▶ **Given instruction 1**
Gather every line of the rows below that contains the word "presiding", copying each one in full.

▶ **Page text**
# Lidl... lathe?



## MarkDennehy (28 Nov 2019)

Well now. Right. 







Hmmmm.






Ah, jaysus. 






Hah, yeah, right, that's sturdy.






Eh. Well, that's kindof faked because the tailstock locks to the bed with a bolt, not a cam and there's room to wiggle it into alignment (and way out of alignment).






Well, might as well lose a finger...

https://www.youtube.com/watch?v=R8k67Mtel5c










That's loud. It vibrates too much. It'll walk all over the bench if you don't bolt it to something. It's as rigid as fresh bread. It's hilariously underpowered. The chisels are really quite remarkably dull. I have no idea how to store it in the shed (except maybe by disassembling the thing). The chisels are pointy enough to hurt and they're packed with nothing shielding the pointy bits in an unmarked box that opens from either end and which you're remarkably likely to tip out into your hand. The faceplate is pure pot metal. The wrenches don't fit the spindle, just the centers. It feels cheap and not exactly flimsy, but definitely like it won't survive more than a year or two. It's an M18x1.5 spindle thread and I've no idea if the small cheap chinese chucks would fit or if it has the power to spin them.

▶ **Records provided**
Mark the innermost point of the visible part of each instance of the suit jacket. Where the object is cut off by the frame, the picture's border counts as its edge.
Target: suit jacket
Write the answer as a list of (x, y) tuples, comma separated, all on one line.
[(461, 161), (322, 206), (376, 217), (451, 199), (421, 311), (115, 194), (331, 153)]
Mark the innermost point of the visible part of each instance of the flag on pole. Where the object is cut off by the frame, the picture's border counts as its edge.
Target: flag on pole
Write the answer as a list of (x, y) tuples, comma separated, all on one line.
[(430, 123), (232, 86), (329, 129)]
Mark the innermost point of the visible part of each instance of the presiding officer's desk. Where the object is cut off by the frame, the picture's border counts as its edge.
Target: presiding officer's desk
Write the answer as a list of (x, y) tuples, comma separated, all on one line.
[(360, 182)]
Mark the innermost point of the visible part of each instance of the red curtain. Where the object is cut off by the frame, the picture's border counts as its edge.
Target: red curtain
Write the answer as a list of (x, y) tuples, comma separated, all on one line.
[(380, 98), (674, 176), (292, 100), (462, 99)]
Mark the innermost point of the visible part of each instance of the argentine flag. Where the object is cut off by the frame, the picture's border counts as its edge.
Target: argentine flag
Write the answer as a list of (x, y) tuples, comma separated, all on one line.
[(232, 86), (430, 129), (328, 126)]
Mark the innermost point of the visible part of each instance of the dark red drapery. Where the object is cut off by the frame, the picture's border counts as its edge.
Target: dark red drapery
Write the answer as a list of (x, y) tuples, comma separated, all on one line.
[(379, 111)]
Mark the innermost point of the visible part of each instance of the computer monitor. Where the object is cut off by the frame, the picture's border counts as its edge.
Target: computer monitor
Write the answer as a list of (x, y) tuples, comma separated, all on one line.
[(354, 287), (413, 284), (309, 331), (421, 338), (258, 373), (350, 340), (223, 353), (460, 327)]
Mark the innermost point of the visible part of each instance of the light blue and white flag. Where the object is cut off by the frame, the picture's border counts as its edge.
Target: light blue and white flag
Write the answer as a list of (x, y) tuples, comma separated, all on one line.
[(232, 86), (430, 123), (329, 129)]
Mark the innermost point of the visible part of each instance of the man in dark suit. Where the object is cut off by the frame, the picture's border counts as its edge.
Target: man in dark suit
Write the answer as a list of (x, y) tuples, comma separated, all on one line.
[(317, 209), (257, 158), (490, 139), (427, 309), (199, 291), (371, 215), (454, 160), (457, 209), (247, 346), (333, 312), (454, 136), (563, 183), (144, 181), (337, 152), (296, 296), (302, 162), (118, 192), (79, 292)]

▶ **Given instruction 2**
In the final paragraph of the lathe post above, list every sentence that begins with the word "It" (including "It'll" and "It's").

▶ **Answer 1**
Mark the innermost point of the visible part of each instance of the presiding officer's desk. Where the object is cut off by the frame, the picture's border counts as its edge.
Target: presiding officer's desk

▶ **Answer 2**
- It vibrates too much.
- It'll walk all over the bench if you don't bolt it to something.
- It's as rigid as fresh bread.
- It's hilariously underpowered.
- It feels cheap and not exactly flimsy, but definitely like it won't survive more than a year or two.
- It's an M18x1.5 spindle thread and I've no idea if the small cheap chinese chucks would fit or if it has the power to spin them.